Return verbatim every line of the data below, beginning with the line that contains "Scan for black" and continuing through the final line of the data, both included.

Excerpts from a detection dataset
* * * *

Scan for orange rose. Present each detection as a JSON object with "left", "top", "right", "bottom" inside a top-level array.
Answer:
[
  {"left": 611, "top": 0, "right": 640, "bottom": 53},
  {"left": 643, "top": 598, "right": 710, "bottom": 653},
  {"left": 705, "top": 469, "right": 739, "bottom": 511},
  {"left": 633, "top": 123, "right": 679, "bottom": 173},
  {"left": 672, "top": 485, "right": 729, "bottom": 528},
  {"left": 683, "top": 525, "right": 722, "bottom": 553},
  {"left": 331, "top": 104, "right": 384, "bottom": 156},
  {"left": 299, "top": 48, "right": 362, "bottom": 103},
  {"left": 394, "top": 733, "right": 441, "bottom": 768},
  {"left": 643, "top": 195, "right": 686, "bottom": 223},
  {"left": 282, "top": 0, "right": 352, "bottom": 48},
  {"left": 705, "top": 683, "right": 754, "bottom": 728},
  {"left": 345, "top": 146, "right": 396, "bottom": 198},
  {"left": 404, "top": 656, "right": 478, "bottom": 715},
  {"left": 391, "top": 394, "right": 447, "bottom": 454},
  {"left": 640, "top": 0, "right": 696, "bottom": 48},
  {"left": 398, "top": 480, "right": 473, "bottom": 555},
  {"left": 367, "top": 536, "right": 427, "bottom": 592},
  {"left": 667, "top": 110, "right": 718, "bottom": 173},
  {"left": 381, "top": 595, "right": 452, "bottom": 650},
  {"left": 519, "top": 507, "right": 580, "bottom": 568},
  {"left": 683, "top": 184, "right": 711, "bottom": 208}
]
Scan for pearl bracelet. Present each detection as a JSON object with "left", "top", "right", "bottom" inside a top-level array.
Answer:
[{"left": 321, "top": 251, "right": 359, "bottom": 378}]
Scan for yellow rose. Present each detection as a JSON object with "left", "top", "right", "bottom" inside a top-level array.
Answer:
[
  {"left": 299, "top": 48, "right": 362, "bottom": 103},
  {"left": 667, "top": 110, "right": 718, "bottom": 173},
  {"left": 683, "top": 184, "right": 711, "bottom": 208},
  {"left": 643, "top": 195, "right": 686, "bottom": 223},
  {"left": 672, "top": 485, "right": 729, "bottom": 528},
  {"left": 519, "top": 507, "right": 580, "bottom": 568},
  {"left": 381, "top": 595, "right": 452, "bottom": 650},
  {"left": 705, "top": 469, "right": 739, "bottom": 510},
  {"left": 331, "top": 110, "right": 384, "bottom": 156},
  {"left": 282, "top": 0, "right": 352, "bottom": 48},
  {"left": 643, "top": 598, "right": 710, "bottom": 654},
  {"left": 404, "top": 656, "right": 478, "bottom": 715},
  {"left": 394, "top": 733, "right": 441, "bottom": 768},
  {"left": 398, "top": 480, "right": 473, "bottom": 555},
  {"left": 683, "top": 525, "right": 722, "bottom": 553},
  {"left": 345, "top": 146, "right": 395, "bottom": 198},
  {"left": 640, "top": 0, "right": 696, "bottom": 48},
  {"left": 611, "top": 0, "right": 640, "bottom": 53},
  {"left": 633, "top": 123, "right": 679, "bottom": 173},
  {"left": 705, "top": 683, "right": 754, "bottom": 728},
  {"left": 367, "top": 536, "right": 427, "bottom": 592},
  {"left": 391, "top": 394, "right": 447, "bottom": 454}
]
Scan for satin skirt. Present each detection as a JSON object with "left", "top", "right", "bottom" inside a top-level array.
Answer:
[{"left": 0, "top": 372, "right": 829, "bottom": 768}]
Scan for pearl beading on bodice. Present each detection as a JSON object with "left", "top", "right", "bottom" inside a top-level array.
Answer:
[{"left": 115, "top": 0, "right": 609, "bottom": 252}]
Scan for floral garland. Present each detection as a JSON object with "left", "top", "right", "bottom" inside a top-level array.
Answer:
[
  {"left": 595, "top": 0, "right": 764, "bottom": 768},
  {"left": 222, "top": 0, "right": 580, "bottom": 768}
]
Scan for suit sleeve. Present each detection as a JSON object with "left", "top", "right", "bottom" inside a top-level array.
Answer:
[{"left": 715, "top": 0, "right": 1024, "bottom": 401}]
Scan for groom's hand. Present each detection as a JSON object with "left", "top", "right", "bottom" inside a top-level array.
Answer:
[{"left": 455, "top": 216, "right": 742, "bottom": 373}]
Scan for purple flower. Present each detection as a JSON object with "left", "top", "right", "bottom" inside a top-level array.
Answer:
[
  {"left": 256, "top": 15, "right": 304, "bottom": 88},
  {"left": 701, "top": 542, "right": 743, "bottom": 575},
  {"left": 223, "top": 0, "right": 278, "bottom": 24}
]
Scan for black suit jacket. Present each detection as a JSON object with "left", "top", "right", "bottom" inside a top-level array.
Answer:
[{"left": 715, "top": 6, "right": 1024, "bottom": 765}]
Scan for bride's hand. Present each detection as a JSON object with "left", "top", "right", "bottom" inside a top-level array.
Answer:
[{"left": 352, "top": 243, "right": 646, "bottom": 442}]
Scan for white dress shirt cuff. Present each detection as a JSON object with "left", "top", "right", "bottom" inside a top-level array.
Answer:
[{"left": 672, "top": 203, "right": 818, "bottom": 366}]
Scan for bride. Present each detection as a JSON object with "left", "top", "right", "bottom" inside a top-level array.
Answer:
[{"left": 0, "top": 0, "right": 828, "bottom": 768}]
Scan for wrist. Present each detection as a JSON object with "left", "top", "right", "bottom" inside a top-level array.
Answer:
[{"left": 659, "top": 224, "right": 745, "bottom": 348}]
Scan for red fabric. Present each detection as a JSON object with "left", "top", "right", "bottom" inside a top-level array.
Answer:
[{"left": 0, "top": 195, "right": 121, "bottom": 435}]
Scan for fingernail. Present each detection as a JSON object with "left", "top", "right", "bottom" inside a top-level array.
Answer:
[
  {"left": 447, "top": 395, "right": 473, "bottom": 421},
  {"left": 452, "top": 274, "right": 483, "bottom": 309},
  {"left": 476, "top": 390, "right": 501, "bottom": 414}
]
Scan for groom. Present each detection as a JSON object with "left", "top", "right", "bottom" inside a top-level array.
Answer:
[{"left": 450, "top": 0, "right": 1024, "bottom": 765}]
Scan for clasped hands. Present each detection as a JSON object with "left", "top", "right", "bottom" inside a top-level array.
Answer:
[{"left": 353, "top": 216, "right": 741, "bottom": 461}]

* * * *

_EXPECTED ANSWER:_
Scan for black suit jacket. Present each detection as a JSON object with "left", "top", "right", "bottom" inside a top-level array.
Answer:
[{"left": 715, "top": 6, "right": 1024, "bottom": 765}]
Scan for bride's hand. Present each detection as a JSON object with "left", "top", "right", "bottom" inside a top-level array.
Answer:
[{"left": 352, "top": 243, "right": 646, "bottom": 442}]
Scan for white dress shirt cuff. Present each detection as a JSON object with "left", "top", "right", "bottom" inside a top-level array.
Answer:
[{"left": 672, "top": 203, "right": 818, "bottom": 366}]
Scan for bride. Present each detection as a JSON object with "left", "top", "right", "bottom" inside a top-level array.
Answer:
[{"left": 0, "top": 0, "right": 828, "bottom": 768}]
Scan for wrist. Present each detection as a JSON object with "left", "top", "right", "bottom" inside a top-level array.
Answer:
[{"left": 659, "top": 224, "right": 745, "bottom": 348}]
Scan for red fabric. Present each detection as a JSON object with "left", "top", "right", "bottom" inside a top-level array.
Answer:
[{"left": 0, "top": 195, "right": 121, "bottom": 435}]
Scan for fingernail. Present each detection as a JSON object with "left", "top", "right", "bottom" inside a top-level array.
Answer:
[
  {"left": 447, "top": 395, "right": 473, "bottom": 421},
  {"left": 452, "top": 274, "right": 483, "bottom": 309},
  {"left": 476, "top": 390, "right": 501, "bottom": 414}
]
Scan for groom. Present each detection as a JSON object with "left", "top", "right", "bottom" inside a top-level array.
Answer:
[{"left": 450, "top": 0, "right": 1024, "bottom": 765}]
Scan for clasped hands. Present each detection as a JSON object with "left", "top", "right", "bottom" inside a top-level array.
Answer:
[{"left": 353, "top": 216, "right": 741, "bottom": 461}]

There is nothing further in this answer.